[Image-grounded pointing data]
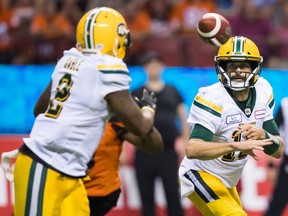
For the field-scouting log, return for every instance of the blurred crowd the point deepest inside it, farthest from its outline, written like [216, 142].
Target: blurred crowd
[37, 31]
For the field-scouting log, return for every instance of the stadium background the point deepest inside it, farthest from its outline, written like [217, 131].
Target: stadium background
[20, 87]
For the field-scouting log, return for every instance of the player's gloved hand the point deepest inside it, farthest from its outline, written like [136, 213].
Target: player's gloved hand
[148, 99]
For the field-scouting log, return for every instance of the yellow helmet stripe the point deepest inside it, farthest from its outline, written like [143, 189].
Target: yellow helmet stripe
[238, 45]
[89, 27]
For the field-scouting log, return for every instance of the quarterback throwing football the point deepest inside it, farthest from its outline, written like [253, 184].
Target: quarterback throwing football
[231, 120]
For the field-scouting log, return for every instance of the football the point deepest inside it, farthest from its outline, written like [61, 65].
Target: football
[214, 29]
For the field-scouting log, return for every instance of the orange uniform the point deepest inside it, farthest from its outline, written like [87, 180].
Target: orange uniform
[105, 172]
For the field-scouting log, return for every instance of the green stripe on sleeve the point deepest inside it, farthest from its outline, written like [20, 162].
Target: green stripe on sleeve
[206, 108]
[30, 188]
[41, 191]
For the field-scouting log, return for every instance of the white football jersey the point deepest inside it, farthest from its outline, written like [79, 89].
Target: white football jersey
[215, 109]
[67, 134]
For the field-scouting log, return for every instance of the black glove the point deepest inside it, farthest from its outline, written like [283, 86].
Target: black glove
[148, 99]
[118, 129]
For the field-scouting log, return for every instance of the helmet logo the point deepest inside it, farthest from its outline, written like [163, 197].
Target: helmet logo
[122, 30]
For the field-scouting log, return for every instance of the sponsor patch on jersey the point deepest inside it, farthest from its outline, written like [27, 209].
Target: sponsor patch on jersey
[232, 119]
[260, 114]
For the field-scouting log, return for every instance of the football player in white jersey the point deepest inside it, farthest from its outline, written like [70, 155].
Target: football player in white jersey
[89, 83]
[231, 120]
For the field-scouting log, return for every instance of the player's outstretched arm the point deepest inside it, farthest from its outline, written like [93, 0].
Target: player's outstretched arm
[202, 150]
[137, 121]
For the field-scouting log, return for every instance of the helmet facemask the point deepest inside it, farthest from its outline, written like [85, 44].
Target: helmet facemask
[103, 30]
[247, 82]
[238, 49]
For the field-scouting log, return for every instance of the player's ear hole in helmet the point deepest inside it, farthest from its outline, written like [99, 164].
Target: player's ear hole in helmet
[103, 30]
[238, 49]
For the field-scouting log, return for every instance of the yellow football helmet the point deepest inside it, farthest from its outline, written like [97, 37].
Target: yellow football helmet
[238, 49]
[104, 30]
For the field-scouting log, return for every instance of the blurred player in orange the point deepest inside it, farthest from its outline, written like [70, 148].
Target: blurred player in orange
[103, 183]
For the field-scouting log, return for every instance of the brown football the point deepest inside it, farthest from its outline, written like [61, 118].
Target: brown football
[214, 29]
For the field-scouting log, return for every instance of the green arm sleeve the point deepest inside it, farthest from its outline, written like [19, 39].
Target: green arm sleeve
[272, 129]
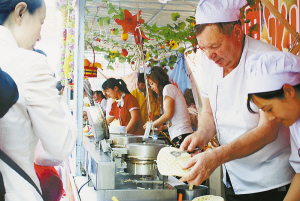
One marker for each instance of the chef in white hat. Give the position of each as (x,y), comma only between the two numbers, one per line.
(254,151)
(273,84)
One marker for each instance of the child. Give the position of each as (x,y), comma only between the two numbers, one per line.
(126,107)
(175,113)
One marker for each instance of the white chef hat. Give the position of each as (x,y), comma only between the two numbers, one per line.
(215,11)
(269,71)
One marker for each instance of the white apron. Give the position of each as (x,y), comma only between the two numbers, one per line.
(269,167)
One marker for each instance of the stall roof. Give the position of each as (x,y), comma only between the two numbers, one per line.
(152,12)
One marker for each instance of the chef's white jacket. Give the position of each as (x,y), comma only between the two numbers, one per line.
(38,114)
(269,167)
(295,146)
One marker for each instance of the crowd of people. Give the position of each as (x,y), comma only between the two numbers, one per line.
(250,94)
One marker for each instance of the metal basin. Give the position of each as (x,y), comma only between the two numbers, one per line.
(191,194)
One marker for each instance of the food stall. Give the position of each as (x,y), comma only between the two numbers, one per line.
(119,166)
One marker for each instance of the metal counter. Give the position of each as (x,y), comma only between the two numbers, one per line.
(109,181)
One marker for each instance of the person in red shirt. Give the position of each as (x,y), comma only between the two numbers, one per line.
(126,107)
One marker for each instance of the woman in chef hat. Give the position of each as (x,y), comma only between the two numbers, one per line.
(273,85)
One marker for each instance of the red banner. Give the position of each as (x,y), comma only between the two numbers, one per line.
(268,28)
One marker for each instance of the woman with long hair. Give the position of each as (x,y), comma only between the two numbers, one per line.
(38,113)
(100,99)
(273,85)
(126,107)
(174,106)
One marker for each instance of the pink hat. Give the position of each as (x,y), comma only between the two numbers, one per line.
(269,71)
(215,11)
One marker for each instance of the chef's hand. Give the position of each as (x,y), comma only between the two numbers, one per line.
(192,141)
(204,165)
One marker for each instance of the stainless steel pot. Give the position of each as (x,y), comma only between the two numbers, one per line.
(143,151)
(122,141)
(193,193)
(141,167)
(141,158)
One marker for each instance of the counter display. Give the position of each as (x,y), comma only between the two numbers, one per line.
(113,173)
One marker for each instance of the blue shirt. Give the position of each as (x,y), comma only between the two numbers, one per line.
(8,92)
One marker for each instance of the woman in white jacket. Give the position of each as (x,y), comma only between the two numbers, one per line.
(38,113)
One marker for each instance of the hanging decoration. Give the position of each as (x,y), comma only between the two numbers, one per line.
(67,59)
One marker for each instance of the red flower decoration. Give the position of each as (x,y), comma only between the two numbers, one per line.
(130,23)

• [Problem to solve]
Without the pictures, restate each entry exactly.

• [Worked solution]
For the field-scouting log, return for every instance of the blurred crowd the point deepest inside it, farthest from its outline, written like [216, 142].
Target: blurred crowd
[37, 31]
For the field-scouting log, return for every instance of the stadium background the point deepest inside it, farthest from its outline, written like [217, 131].
Target: stadium background
[20, 87]
For the field-scouting log, return for every instance of the player's gloved hand the point deepest inside it, farthest from its outline, written like [136, 213].
Target: player's gloved hand
[148, 99]
For the field-scouting log, return for every instance of the yellow helmet stripe the point deepest inside it, farthest from its outline, written like [143, 189].
Target: yellow helmet stripe
[238, 45]
[89, 27]
For the field-scouting log, return for every instance of the quarterback throwing football the point deepest inside it, farthest from its outline, written like [253, 184].
Target: quarterback throwing football
[231, 120]
For the field-scouting log, return for every instance of the football the point deepest inside it, farthest from its outline, written like [61, 65].
Target: football
[214, 29]
For the field-scouting log, return for every instance of the orange uniform the point deepest inside it, farthest from its outline, written like [87, 180].
Target: orange uniform
[105, 172]
For the field-scouting log, return for every instance of the green stripe on sleeve the point deepest inside it, farthest from its outline, written like [20, 162].
Target: green stripe on sleeve
[206, 108]
[30, 188]
[41, 191]
For the field-scouting log, return for every instance of the white football jersey the point deepest inside it, farthest from its outline, written like [79, 89].
Target: white football jersey
[215, 109]
[67, 134]
For the field-scouting log, return for every instance of the black glove the point deepest inside it, farthest from its outline, written like [283, 86].
Target: black glove
[148, 99]
[118, 129]
For the field-scouting log, return for every instance of the helmet logo the point deepest inside it, farthest from its outline, written like [163, 197].
Target: helmet logo
[122, 30]
For the field-scouting log, return for every instance of the sponsor patch on jersey the point deepest inside it, farthest from its outline, written like [27, 209].
Target: sponsor patch on jersey
[232, 119]
[260, 114]
For the field-scouting log, return for every instance of the football player in white jersey the point deepest inside it, farthest from its outline, written like [70, 155].
Target: football player in white jersey
[89, 83]
[231, 120]
For the field-scouting log, return for every instance of the player's outstretched arm the point deepest inside it, farthest from its outline, written like [93, 0].
Target: player's outstretched arm
[202, 150]
[137, 121]
For the field-scouting log, return for every instance of the helmet facemask the point deepest inside it, farthest from its outline, written like [85, 44].
Target: helmet facemask
[103, 30]
[247, 82]
[238, 49]
For the field-scouting log, return for every instance of the player's ear hole in helmet the point deepest inside it, farthest from its outline, written like [99, 164].
Target: player's ear hole in helmet
[103, 30]
[238, 49]
For the field-scouting log, return for every instance of the yellow football helmet the point deepest inside it, farthest from its outline, written like [97, 37].
Target: yellow football helmet
[238, 49]
[104, 30]
For the field-scouting log, return for every instance of the blurred player in orange the point deepest inside it, farthest from its outline, written like [70, 148].
Target: blurred player in orange
[103, 183]
For the field-scouting log, return for every instance of the brown football the point deepest inside it, farthest from its outline, written like [61, 118].
Target: brown football
[214, 29]
For the field-scouting log, return for every instance of the green arm sleeve the point deepest inside it, farthest from its outline, written like [19, 39].
Target: green arm sleeve
[272, 129]
One marker for each instance of the chef in white hat. Give the position of each as (x,y), comma only between the two numbers, one per line.
(254,151)
(273,84)
One marker for each instance of the child. Give the position of each as (x,y), comma only between the two numbers, one per line.
(126,107)
(175,113)
One marker for each instance of the white chef hat. Give the position of each as (x,y), comma only between the two numbers, one per line.
(215,11)
(269,71)
One marker for each instance of the white apron. Give the position of each as (x,y), comma only between the two numbers, one per line.
(269,167)
One marker for each instance of the stall roof. Give the position of each as (x,y), comma only between the two numbers, one per line.
(152,12)
One marker for each instance of the chef's white jacket. Give the position of each as (x,y), comma only between the two numbers, one per line.
(38,114)
(269,167)
(295,146)
One marker for each instance of the crowd of people. Give the position of each as (x,y), comma only between the two numbers, one per line.
(250,94)
One marker for each instance of the metal basin. Give the position of each as (x,y), comma only between the two numbers, one per line.
(191,194)
One marker for each instance of the food stall. Give the position of each as (x,y), comma only between the two numbers, one per line.
(119,166)
One marker for each instance of the metal counter. Give the position of each as (x,y), comma only between the two numbers, one per line.
(109,181)
One marker for each instance of the person in red shirt. Give the position of each as (x,y), comma only between the two numbers, one per line.
(126,107)
One marker for each instance of the woman in chef hat. Give the position of each as (x,y), comma only between the two numbers, one per line.
(273,85)
One marker for each instance of the red banner. Give the position of each as (x,y), comma only between the two numbers, one per line.
(268,28)
One marker for each instance of the woman with long hair. Give the position of each as (x,y), comma only between the two numbers, one per line.
(38,113)
(100,99)
(273,85)
(126,107)
(174,106)
One marker for each instance of the pink hat. Give the position of each as (x,y), comma only between the two numbers, one per line.
(269,71)
(215,11)
One marker for each instance of the chef's hand. Give the position of each as (x,y), comma only between the two numbers, one per line.
(192,141)
(204,165)
One marker for each instance of the stainless steel pot. Give the position of each as (x,y), comma only between the two numbers, one per line.
(143,151)
(122,141)
(193,193)
(141,167)
(141,158)
One marker for each instance of the counter display. Give the position of each as (x,y), comma only between the two numbers, one per line.
(113,173)
One marker for each instance of the blue shirt. Give the position of each as (x,y), comma only between the two numbers, one per line.
(8,92)
One marker for each instance of the woman in white jacket. Give the position of each as (x,y), comma only between the two numbers, one per line.
(38,113)
One marker for each instance of the hanging decoration. Give the position of each as (x,y), comma only between the two numbers, one per line.
(67,59)
One marker for each instance of the red flower decoration. Give the position of each as (x,y), comma only between the two numbers, one per line.
(130,23)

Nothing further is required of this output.